:: What is asked ::
Omit the pictures from the entries below and retype everything else exactly.

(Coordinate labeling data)
↓

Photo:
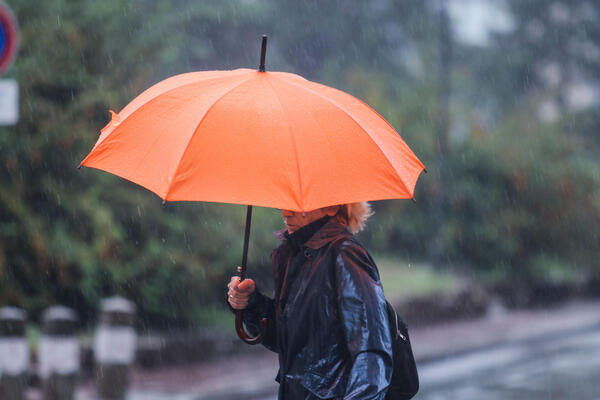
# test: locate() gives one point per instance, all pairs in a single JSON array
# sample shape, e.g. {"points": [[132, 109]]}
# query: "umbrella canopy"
{"points": [[269, 139]]}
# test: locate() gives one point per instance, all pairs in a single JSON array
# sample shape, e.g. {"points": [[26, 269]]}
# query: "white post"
{"points": [[14, 354], [59, 353], [114, 347]]}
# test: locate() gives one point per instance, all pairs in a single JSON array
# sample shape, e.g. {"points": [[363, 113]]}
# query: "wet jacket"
{"points": [[328, 320]]}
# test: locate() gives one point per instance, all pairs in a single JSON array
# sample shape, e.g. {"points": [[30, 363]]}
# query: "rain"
{"points": [[106, 291]]}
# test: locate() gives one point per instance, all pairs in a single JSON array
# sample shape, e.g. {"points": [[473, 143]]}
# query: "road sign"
{"points": [[9, 102], [9, 37]]}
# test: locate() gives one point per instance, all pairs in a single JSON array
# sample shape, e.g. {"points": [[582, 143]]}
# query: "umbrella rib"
{"points": [[293, 145], [172, 178], [356, 122]]}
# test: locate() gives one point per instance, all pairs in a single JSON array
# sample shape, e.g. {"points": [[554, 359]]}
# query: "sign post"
{"points": [[9, 88]]}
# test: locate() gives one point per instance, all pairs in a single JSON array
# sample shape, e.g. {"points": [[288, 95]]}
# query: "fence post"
{"points": [[114, 347], [59, 353], [14, 354]]}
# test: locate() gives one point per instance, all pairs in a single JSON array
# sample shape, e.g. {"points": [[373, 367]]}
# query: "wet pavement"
{"points": [[536, 354], [564, 366]]}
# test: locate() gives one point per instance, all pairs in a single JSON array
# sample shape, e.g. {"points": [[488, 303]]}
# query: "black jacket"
{"points": [[328, 319]]}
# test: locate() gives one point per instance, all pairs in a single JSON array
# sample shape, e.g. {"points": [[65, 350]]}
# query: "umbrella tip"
{"points": [[263, 53]]}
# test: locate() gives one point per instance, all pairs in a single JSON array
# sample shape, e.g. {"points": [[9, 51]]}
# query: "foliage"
{"points": [[522, 195]]}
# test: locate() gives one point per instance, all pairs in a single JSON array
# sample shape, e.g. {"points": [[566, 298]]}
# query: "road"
{"points": [[550, 354], [565, 366]]}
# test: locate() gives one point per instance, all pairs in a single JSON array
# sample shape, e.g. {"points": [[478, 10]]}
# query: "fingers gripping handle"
{"points": [[239, 326]]}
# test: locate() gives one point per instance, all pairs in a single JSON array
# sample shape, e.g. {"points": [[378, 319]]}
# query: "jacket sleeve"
{"points": [[365, 323], [260, 306]]}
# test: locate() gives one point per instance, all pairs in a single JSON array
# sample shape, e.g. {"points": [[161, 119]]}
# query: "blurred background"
{"points": [[499, 99]]}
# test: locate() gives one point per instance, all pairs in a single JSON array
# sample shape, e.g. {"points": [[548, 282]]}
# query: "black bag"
{"points": [[405, 379]]}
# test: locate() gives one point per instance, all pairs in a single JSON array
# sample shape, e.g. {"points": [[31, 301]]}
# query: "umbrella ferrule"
{"points": [[263, 54]]}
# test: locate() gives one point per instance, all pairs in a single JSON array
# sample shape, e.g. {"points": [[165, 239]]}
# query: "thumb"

↑

:: Task output ::
Photo:
# test: locate() gives one point per instance, all pairs in a single JSON array
# sample shape, e.g. {"points": [[132, 109]]}
# query: "umbrella canopy"
{"points": [[269, 139]]}
# test: locate() gives one point per instance, all pairs in a single JSON array
# sample shape, e.g. {"points": [[26, 269]]}
# query: "white post"
{"points": [[14, 354], [59, 353], [114, 347]]}
# test: locate() gives one point per instance, all pairs in a single JSON array
# sample shape, e.g. {"points": [[363, 113]]}
# query: "wet jacket"
{"points": [[328, 320]]}
# test: locate() gives one point per instance, all pairs in a single JSON array
# sample shape, e.g. {"points": [[30, 363]]}
# query: "rain"
{"points": [[106, 291]]}
# test: locate() gives one point per instance, all pairs in a single JSON array
# sample shape, e.g. {"points": [[473, 143]]}
# query: "road sign"
{"points": [[9, 102], [9, 37]]}
# test: locate() gives one point per instance, all pairs in a single JSON array
# sample shape, e.g. {"points": [[582, 143]]}
# query: "umbrella rib"
{"points": [[293, 145], [172, 178], [356, 122]]}
# test: locate() gives one point per instance, all pairs in a single JSON array
# sample shape, e.g. {"points": [[554, 359]]}
# query: "sign post"
{"points": [[9, 88]]}
# test: locate() gives one point per instance, all pairs in a single JSON array
# sample shape, e.g. {"points": [[288, 95]]}
# query: "fence post"
{"points": [[114, 347], [59, 353], [14, 354]]}
# test: locate() gives one point per instance, all pairs in a single JSON array
# sample shape, e.g. {"points": [[373, 367]]}
# query: "wet pavement"
{"points": [[536, 354], [564, 366]]}
# test: locate() gives one point per instance, all pairs in a single JSON array
# sample shape, e.g. {"points": [[488, 303]]}
# query: "black jacket"
{"points": [[328, 319]]}
# test: locate() gives one point per instance, all pairs in a single JSON array
# sample shape, e.g. {"points": [[65, 350]]}
# query: "umbrella tip"
{"points": [[263, 53]]}
# test: locate() gives one point per instance, all pairs in a single JSON array
# sample shape, e.g. {"points": [[9, 51]]}
# query: "foliage"
{"points": [[522, 195]]}
# test: locate() gives one point per instance, all pairs in a single JSON array
# sample shape, e.g. {"points": [[566, 298]]}
# query: "road"
{"points": [[550, 354], [565, 366]]}
# test: locate() gives one point per instance, all pairs in a single JSON array
# sample shape, e.g. {"points": [[478, 10]]}
# query: "fingers gripping handle"
{"points": [[239, 326]]}
# test: locate() gives one point per instance, all pairs in a single JSON array
# sample shape, e.g. {"points": [[378, 319]]}
# query: "jacket sleeve"
{"points": [[365, 323], [260, 306]]}
# test: locate() gives one point per instance, all pairs in a single JSON array
# sample shape, e.g. {"points": [[161, 119]]}
# query: "blurred background"
{"points": [[499, 99]]}
# test: locate() gives one point per instance, all pairs in a single JSON array
# sample shape, e.g. {"points": [[548, 282]]}
# query: "black bag"
{"points": [[405, 379]]}
# test: locate() gives one point per instance, all pairs in a single JSON array
# sample shape, e.g. {"points": [[31, 301]]}
# query: "umbrella ferrule"
{"points": [[263, 54]]}
# test: locate() gives one point per instance, all pairs in a single JSON array
# sample shape, e.g. {"points": [[165, 239]]}
# query: "thumb"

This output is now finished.